* DATASET EXTRACT

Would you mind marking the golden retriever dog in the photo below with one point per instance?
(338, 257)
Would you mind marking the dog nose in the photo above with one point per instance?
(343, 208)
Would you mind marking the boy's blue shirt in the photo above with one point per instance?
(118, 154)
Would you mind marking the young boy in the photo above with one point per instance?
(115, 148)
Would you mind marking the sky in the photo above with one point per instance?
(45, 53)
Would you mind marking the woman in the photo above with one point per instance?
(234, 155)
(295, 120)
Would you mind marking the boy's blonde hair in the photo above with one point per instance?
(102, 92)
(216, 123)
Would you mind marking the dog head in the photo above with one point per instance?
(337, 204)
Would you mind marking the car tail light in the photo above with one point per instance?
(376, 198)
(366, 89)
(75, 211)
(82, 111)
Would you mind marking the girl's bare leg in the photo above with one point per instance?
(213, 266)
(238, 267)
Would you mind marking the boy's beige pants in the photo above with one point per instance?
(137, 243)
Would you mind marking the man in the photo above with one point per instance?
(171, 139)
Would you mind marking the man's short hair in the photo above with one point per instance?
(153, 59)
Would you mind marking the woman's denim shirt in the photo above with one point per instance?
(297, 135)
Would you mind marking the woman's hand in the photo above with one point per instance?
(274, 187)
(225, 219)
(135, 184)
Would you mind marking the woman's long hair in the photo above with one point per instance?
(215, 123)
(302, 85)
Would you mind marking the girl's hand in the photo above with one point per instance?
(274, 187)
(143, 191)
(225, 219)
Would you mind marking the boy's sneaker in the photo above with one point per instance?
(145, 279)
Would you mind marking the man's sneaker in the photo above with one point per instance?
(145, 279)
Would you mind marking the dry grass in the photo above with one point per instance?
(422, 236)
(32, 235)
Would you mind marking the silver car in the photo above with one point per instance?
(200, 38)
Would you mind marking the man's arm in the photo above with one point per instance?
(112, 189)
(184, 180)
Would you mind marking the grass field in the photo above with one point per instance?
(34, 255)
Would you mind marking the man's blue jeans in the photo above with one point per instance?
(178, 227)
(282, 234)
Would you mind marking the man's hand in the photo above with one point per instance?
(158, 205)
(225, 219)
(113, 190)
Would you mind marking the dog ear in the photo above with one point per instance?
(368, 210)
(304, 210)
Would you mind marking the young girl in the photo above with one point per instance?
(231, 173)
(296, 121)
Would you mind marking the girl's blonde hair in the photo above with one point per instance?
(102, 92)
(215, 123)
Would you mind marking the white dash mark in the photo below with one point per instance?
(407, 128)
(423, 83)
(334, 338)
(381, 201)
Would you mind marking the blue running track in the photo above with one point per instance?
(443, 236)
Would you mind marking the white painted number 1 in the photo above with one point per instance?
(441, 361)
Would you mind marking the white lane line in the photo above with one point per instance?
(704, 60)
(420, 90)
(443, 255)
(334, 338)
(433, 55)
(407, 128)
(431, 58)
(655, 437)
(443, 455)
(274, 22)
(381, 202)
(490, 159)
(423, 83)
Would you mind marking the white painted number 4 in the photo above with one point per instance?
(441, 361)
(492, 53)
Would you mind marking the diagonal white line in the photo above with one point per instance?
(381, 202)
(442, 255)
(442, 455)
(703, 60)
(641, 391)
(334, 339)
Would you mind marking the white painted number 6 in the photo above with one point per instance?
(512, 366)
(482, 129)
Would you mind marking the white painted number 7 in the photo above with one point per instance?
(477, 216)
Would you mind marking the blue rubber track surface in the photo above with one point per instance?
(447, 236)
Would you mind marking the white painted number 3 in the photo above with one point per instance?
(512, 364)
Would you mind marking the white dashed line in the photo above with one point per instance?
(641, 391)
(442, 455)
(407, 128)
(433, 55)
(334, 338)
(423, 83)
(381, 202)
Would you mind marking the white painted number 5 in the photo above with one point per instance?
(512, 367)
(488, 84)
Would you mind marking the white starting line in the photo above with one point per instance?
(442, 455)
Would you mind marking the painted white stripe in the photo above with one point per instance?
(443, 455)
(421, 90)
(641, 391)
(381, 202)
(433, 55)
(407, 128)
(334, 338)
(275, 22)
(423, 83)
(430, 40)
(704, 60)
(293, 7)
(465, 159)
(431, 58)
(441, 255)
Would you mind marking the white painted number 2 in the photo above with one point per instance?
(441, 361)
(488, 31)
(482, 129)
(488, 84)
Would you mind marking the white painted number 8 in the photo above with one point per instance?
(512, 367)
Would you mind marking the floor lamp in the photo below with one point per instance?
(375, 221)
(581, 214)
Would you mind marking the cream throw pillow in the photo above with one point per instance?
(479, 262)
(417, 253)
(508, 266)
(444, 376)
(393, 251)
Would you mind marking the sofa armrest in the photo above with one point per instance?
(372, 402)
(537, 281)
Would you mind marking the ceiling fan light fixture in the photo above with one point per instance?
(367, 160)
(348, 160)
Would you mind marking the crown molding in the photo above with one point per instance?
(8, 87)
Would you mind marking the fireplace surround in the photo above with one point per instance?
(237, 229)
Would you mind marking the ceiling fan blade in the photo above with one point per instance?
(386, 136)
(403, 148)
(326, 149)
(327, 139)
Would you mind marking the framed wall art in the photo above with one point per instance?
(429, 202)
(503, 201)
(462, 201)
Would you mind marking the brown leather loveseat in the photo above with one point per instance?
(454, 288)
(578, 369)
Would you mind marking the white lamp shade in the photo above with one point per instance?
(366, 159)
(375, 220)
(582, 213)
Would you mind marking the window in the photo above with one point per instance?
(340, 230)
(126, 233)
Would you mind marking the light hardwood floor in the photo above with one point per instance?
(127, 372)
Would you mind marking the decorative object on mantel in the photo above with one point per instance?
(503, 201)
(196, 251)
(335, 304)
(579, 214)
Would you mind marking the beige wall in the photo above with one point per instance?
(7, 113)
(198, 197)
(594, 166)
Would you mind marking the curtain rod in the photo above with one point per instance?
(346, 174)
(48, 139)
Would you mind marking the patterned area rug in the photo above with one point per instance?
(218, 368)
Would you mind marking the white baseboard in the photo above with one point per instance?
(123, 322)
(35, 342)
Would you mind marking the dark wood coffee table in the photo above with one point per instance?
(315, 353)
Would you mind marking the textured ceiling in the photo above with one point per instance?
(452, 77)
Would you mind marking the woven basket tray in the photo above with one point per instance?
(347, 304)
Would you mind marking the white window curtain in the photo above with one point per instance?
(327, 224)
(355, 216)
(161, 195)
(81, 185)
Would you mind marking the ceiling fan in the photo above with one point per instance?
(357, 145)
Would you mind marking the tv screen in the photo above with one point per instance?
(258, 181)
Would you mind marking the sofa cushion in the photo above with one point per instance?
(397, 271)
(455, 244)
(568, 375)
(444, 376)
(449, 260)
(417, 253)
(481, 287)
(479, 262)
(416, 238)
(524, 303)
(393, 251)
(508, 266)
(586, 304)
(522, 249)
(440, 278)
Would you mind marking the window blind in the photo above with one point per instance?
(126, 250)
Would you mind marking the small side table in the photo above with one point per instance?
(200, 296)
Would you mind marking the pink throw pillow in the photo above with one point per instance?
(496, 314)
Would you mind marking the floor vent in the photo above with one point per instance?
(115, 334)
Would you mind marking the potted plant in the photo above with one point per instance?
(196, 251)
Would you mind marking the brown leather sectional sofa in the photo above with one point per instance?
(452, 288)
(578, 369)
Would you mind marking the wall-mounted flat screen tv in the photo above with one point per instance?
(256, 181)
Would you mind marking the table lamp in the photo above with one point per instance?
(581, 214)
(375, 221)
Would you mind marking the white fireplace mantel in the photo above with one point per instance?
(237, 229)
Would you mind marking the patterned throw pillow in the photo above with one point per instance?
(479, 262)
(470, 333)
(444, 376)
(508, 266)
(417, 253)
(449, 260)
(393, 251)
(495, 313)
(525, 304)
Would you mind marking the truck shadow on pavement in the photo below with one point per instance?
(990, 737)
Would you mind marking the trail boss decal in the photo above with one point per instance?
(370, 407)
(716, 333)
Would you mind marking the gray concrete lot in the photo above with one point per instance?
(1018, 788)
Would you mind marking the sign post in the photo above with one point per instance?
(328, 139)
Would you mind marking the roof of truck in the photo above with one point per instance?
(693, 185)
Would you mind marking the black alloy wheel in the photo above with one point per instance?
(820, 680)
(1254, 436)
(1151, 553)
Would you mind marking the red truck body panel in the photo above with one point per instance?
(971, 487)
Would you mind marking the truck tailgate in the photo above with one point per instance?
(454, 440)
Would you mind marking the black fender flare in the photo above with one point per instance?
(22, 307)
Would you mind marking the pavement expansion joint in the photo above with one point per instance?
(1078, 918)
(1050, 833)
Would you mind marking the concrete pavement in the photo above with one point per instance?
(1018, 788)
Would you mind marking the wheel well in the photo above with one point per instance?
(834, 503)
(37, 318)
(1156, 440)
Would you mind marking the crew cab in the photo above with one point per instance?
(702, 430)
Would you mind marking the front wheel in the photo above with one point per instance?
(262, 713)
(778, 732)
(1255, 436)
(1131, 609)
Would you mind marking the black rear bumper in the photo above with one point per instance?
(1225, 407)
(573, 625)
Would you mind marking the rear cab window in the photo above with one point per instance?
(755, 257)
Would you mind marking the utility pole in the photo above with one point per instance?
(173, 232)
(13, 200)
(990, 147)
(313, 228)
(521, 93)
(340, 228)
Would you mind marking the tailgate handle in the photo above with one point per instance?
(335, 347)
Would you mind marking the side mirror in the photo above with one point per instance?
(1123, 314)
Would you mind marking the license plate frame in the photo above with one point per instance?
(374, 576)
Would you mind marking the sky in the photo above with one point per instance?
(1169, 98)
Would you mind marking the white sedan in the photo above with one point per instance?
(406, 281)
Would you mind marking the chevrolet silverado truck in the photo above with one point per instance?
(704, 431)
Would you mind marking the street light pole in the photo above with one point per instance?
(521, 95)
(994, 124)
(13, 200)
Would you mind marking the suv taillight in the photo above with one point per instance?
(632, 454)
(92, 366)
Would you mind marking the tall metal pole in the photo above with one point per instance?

* TASK STATEMENT
Recast the lines above, from the one containing "Would you mind marking the black rear" through the end of the items, as a JSON list of strings with one string per line and blank lines left out.

* SOLVED PROBLEM
[
  "Would you mind marking the black rear bumper in the photo above with one point per instance?",
  "(1225, 407)",
  "(573, 625)",
  "Would you mind marking the rear cab window in the photo above with one point per instance?",
  "(755, 257)",
  "Would you mind marking the utility pole in the photo above with one point per instance?",
  "(173, 232)",
  "(13, 200)",
  "(990, 147)",
  "(313, 228)",
  "(521, 93)",
  "(340, 228)",
  "Would you mind marking the tailgate handle in the photo above with one point per instance?",
  "(335, 347)",
  "Would you mind marking the side mirror in the photo above with one point per instance?",
  "(1123, 314)",
  "Would you mind marking the license plate frame in the photo above with one point per instance?",
  "(374, 576)",
  "Would you mind marking the sky in the photo above with one point per instance?",
  "(1169, 98)",
  "Would you mind marking the white sedan in the photo above with one point per instance?",
  "(406, 281)",
  "Would you mind marking the chevrolet silverado truck in the photo above with one point per instance?",
  "(704, 431)",
  "Would you mind marking the street light pole in the photo above with one point per instance?",
  "(521, 95)",
  "(994, 124)",
  "(13, 200)",
  "Would you mind marking the suv taillight in the photo above with one point per instance?",
  "(632, 454)",
  "(92, 366)",
  "Would you mind marking the tall metal pole in the photo above with one point per instance?"
]